▶ **Written instruction A**:
List every section heading that appears in the Alpe d’Huez article below.
▶ **Written instruction B**:
From the Alpe d’Huez article below, reproduce verbatim the passage that begins at the words "And really, that’s" and stops after the words "the distant Jura.".

▶ **Text shown**:

Top Non-Skiing Activities in Alpe d’Huez for Everyone
Alpe d’Huez might be known first and foremost for its extensive skiing area and reliable snow, but there’s a lot more going on here than just slopes and ski schools. Whether you’re visiting in winter or summer, whether you’re not keen on skiing or just fancy a few slower days, this French Alps resort has plenty of alternatives. Some are peaceful, some are adventurous, and others are just good fun.
And really, that’s what makes it such a well-rounded destination. Sitting high in the Grandes Rousses massif, Alpe d’Huez is surrounded by dramatic peaks and open views, with something to do at just about every turn – even if you never set foot on the snow.
Let’s take a look at the best non-skiing activities in Alpe d’Huez:

Ride the Cable Car to Pic Blanc – For the View, Not the Ski
One of the highest points accessible by lift in the area, Pic Blanc stands at 3,330 metres and is well worth the journey up – even if you’re not planning to ski back down. On clear days (which are surprisingly common here), you can see across to Mont Blanc, the Meije, and sometimes even the distant Jura.
The cable car itself is part of the experience, floating up above the snowy ridges. It’s peaceful, and the air up there is noticeably crisper – not to mention thinner. Bring an extra layer and take your time.
The Grotte de Glace – Carved Art Beneath the Snow
Not far from the main ski lifts, you’ll find something unexpected: an underground ice cave filled with sculptures. The Grotte de Glace is small, but surprisingly detailed, with artists from around the region carving animals, people, and abstract designs into frozen walls and ceilings.
Each winter season brings a new theme. It’s slightly chilly inside – obviously – but manageable. Kids usually love it, and even adults tend to find it more engaging than they expected. If you’re staying more than a couple of days in Alpe d’Huez, it’s worth dropping in.
Walk Around the Old Village – and Visit Notre-Dame des Neiges
Much of Alpe d’Huez is purpose-built, but tucked just beneath the main resort is a quieter, older part of the village. It’s easy to miss if you stick to the busy shopping areas and cafés, but well worth a wander.

▶ **Data records**:
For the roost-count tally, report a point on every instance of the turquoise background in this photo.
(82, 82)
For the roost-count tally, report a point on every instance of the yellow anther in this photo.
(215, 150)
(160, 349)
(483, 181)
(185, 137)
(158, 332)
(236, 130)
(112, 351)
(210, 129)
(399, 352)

▶ **Task response A**:
Ride the Cable Car to Pic Blanc – For the View, Not the Ski
The Grotte de Glace – Carved Art Beneath the Snow
Walk Around the Old Village – and Visit Notre-Dame des Neiges

▶ **Task response B**:
And really, that’s what makes it such a well-rounded destination. Sitting high in the Grandes Rousses massif, Alpe d’Huez is surrounded by dramatic peaks and open views, with something to do at just about every turn – even if you never set foot on the snow.
Let’s take a look at the best non-skiing activities in Alpe d’Huez:

Ride the Cable Car to Pic Blanc – For the View, Not the Ski
One of the highest points accessible by lift in the area, Pic Blanc stands at 3,330 metres and is well worth the journey up – even if you’re not planning to ski back down. On clear days (which are surprisingly common here), you can see across to Mont Blanc, the Meije, and sometimes even the distant Jura.